** start of Records shown **

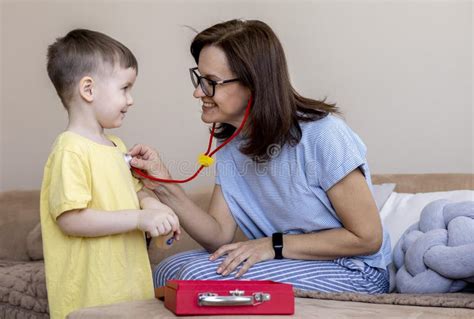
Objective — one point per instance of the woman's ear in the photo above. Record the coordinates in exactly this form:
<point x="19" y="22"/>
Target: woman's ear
<point x="86" y="88"/>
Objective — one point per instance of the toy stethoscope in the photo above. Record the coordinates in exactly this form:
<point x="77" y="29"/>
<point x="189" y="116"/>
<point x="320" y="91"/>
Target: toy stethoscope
<point x="204" y="159"/>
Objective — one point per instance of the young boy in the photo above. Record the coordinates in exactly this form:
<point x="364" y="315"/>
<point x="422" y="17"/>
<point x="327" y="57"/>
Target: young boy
<point x="92" y="224"/>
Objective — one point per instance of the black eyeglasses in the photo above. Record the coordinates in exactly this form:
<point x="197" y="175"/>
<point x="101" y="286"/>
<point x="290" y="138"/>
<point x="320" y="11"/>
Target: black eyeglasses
<point x="208" y="86"/>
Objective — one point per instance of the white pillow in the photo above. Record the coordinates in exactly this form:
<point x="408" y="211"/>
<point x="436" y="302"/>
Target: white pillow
<point x="382" y="192"/>
<point x="403" y="210"/>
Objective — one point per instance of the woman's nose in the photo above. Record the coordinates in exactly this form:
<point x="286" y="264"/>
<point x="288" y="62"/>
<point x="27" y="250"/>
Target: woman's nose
<point x="198" y="93"/>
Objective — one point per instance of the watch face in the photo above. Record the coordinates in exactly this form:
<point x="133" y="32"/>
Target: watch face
<point x="277" y="242"/>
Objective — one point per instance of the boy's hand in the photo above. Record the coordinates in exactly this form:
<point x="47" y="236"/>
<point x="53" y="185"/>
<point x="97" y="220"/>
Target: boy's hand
<point x="147" y="159"/>
<point x="158" y="221"/>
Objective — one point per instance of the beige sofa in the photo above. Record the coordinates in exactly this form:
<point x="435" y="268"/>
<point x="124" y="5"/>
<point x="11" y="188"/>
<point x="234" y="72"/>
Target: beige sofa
<point x="22" y="286"/>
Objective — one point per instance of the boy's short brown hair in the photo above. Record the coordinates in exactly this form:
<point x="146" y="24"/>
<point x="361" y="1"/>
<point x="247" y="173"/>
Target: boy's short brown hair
<point x="83" y="52"/>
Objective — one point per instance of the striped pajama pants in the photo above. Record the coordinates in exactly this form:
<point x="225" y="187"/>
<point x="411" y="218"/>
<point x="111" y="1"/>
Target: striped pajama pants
<point x="339" y="275"/>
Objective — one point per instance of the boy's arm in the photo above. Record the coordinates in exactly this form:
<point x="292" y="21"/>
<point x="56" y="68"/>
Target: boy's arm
<point x="148" y="199"/>
<point x="95" y="223"/>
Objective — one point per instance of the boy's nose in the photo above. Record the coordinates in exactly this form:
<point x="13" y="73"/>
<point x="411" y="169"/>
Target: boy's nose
<point x="130" y="101"/>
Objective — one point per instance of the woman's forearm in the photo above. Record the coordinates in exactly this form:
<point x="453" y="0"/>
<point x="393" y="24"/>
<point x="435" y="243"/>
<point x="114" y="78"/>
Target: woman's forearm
<point x="95" y="223"/>
<point x="200" y="225"/>
<point x="329" y="244"/>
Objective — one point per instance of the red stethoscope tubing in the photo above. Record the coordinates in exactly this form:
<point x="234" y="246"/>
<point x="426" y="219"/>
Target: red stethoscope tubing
<point x="179" y="181"/>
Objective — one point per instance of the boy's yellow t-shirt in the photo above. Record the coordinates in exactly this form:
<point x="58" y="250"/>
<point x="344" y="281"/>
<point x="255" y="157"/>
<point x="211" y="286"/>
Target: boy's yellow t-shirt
<point x="90" y="271"/>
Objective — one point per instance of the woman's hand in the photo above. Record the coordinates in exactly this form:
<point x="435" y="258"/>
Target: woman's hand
<point x="246" y="253"/>
<point x="147" y="159"/>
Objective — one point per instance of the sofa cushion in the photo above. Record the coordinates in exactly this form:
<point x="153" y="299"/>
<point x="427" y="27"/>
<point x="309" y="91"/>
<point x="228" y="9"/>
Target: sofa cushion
<point x="22" y="290"/>
<point x="19" y="213"/>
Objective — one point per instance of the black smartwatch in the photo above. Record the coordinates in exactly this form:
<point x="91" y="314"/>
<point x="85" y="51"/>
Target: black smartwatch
<point x="277" y="241"/>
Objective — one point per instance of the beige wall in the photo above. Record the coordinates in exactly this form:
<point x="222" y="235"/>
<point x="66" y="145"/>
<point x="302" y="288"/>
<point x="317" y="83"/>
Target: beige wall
<point x="400" y="70"/>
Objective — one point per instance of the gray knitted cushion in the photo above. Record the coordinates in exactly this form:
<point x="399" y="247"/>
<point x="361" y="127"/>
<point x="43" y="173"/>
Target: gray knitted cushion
<point x="436" y="254"/>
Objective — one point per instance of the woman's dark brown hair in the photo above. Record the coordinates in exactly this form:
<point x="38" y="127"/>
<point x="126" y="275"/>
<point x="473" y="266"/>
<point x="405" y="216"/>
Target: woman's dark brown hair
<point x="256" y="57"/>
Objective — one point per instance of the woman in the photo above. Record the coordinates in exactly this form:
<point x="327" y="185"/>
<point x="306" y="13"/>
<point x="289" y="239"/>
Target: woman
<point x="295" y="180"/>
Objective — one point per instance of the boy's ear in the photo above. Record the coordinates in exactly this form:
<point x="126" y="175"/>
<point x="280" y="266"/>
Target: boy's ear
<point x="86" y="88"/>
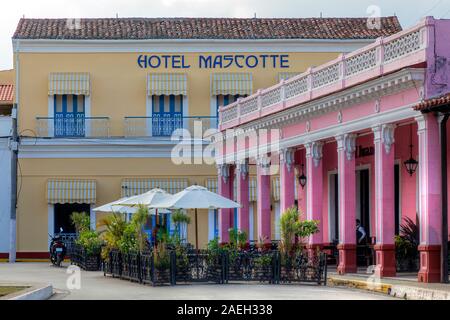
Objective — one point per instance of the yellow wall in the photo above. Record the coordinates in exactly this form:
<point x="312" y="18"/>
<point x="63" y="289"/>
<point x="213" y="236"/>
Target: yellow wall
<point x="118" y="90"/>
<point x="7" y="76"/>
<point x="119" y="84"/>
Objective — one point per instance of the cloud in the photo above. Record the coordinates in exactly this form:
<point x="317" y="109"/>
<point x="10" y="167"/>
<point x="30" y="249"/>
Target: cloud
<point x="12" y="11"/>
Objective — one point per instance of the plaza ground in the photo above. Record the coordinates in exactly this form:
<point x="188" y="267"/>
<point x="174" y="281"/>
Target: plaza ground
<point x="95" y="286"/>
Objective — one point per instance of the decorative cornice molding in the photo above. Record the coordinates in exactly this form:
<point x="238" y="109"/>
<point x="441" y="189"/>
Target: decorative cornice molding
<point x="263" y="163"/>
<point x="242" y="168"/>
<point x="385" y="134"/>
<point x="347" y="143"/>
<point x="314" y="150"/>
<point x="287" y="156"/>
<point x="372" y="90"/>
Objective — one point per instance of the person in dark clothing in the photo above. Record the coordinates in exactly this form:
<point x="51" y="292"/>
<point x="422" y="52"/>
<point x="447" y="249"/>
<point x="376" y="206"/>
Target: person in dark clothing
<point x="361" y="236"/>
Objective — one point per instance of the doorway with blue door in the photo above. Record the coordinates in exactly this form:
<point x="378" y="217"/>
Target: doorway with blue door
<point x="167" y="114"/>
<point x="69" y="115"/>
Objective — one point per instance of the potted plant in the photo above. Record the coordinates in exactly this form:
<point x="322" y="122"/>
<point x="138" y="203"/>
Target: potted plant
<point x="87" y="248"/>
<point x="161" y="263"/>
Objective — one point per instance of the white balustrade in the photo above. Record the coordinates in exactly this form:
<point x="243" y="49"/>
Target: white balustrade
<point x="381" y="53"/>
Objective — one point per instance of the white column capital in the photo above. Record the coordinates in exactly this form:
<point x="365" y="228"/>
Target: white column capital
<point x="347" y="143"/>
<point x="287" y="156"/>
<point x="385" y="134"/>
<point x="314" y="150"/>
<point x="242" y="168"/>
<point x="223" y="170"/>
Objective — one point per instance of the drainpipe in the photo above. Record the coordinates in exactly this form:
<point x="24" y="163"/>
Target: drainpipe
<point x="444" y="247"/>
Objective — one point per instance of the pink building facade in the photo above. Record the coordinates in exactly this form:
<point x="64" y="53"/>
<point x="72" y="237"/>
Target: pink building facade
<point x="351" y="124"/>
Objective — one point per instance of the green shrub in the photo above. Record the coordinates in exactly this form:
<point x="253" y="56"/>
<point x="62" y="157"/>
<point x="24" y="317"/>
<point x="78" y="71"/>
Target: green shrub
<point x="90" y="241"/>
<point x="81" y="221"/>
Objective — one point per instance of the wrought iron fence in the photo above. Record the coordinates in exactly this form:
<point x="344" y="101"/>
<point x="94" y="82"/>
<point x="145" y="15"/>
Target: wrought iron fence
<point x="85" y="260"/>
<point x="72" y="127"/>
<point x="164" y="126"/>
<point x="220" y="267"/>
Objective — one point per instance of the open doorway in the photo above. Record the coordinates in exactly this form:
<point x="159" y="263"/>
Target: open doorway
<point x="63" y="214"/>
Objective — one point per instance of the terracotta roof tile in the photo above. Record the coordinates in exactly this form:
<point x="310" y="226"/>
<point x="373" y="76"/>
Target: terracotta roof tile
<point x="6" y="93"/>
<point x="203" y="28"/>
<point x="426" y="105"/>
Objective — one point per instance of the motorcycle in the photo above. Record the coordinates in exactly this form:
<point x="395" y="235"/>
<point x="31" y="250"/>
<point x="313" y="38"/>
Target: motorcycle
<point x="57" y="250"/>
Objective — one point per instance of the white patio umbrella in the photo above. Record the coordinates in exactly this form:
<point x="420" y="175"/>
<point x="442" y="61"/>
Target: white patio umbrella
<point x="151" y="199"/>
<point x="198" y="197"/>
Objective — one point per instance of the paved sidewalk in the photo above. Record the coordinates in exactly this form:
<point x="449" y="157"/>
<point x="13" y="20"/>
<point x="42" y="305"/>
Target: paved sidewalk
<point x="403" y="286"/>
<point x="95" y="286"/>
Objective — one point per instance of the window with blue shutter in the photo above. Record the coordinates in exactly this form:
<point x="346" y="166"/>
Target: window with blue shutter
<point x="167" y="114"/>
<point x="69" y="115"/>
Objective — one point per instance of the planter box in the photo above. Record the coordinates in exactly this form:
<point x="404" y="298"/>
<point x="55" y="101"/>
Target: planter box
<point x="161" y="277"/>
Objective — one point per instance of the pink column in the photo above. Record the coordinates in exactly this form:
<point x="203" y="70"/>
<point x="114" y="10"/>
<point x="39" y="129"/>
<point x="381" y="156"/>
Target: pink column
<point x="243" y="196"/>
<point x="264" y="197"/>
<point x="287" y="179"/>
<point x="301" y="192"/>
<point x="346" y="145"/>
<point x="314" y="193"/>
<point x="430" y="198"/>
<point x="384" y="200"/>
<point x="225" y="176"/>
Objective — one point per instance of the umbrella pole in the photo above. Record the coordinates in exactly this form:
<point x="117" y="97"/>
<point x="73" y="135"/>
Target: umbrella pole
<point x="196" y="230"/>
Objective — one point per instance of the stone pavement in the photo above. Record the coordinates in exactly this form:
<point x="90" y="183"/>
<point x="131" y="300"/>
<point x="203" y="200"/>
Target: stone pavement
<point x="404" y="286"/>
<point x="95" y="286"/>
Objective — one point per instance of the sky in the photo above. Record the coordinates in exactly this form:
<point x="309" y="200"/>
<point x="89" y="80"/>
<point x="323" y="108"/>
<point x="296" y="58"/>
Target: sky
<point x="409" y="12"/>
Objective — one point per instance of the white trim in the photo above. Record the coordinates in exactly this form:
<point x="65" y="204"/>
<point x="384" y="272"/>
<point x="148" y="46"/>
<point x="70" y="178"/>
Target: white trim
<point x="211" y="224"/>
<point x="189" y="45"/>
<point x="390" y="116"/>
<point x="50" y="222"/>
<point x="368" y="167"/>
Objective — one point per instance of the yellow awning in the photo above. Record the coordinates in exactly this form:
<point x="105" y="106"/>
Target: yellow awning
<point x="131" y="187"/>
<point x="69" y="83"/>
<point x="286" y="75"/>
<point x="231" y="83"/>
<point x="71" y="191"/>
<point x="167" y="84"/>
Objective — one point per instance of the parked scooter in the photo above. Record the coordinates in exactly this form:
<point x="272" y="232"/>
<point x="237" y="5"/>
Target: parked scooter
<point x="57" y="250"/>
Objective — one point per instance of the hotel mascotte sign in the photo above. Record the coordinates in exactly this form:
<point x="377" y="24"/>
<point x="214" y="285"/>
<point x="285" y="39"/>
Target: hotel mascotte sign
<point x="224" y="61"/>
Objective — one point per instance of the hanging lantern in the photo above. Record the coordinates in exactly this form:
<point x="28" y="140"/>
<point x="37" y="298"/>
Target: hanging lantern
<point x="411" y="164"/>
<point x="302" y="178"/>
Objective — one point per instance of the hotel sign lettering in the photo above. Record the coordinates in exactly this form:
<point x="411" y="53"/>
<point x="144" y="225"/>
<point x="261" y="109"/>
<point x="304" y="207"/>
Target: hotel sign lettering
<point x="214" y="61"/>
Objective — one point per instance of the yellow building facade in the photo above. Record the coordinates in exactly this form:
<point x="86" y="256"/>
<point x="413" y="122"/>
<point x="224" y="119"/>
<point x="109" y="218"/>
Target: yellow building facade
<point x="96" y="116"/>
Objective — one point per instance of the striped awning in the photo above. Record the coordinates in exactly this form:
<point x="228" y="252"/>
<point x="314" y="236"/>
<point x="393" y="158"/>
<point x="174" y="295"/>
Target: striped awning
<point x="231" y="83"/>
<point x="286" y="75"/>
<point x="71" y="191"/>
<point x="131" y="187"/>
<point x="212" y="185"/>
<point x="78" y="83"/>
<point x="167" y="84"/>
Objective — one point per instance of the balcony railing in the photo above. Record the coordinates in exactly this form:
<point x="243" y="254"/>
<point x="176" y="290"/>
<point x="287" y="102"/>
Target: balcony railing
<point x="70" y="127"/>
<point x="385" y="55"/>
<point x="161" y="126"/>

** end of Records shown **

Written problem: Find the line that contains "Objective — one point per instance of the parked". Repeat it and every line after it, exactly as written, up to and including the last line of the records above.

Answer to the exercise:
Objective — one point per instance of the parked scooter in the photo above. Record the coordinates in exactly this form:
<point x="272" y="232"/>
<point x="237" y="5"/>
Target: parked scooter
<point x="57" y="250"/>
Objective — one point per instance of the hotel mascotte sign in the photo above. Record the coordinates in exactly this form:
<point x="377" y="24"/>
<point x="214" y="285"/>
<point x="285" y="39"/>
Target: hotel mascotte sign
<point x="224" y="61"/>
Objective — one point per instance of the hanging lantern in the photo above. Record the coordinates in exactly this form:
<point x="28" y="140"/>
<point x="37" y="298"/>
Target: hanging lantern
<point x="411" y="164"/>
<point x="302" y="178"/>
Objective — one point per instance of the hotel sign lettering in the photo above. Record the coordinates in exactly this form:
<point x="411" y="53"/>
<point x="144" y="225"/>
<point x="261" y="109"/>
<point x="304" y="207"/>
Target: hotel sign lettering
<point x="214" y="61"/>
Objective — one point per instance of the yellow building facade in the photo above. Record the coordinates in exactly this form:
<point x="86" y="256"/>
<point x="413" y="122"/>
<point x="224" y="119"/>
<point x="109" y="218"/>
Target: yellow building facade
<point x="96" y="116"/>
Objective — one point per instance of the striped awning in the photo above. Record the coordinates in exactly this form:
<point x="228" y="252"/>
<point x="314" y="236"/>
<point x="393" y="158"/>
<point x="174" y="295"/>
Target: striped awning
<point x="231" y="83"/>
<point x="286" y="75"/>
<point x="71" y="191"/>
<point x="131" y="187"/>
<point x="212" y="185"/>
<point x="78" y="83"/>
<point x="167" y="84"/>
Objective — one point per instance of the balcony railing in the photo above. Record the coordinates in exactly this form:
<point x="243" y="254"/>
<point x="176" y="290"/>
<point x="287" y="102"/>
Target: balcony railing
<point x="70" y="127"/>
<point x="385" y="55"/>
<point x="161" y="126"/>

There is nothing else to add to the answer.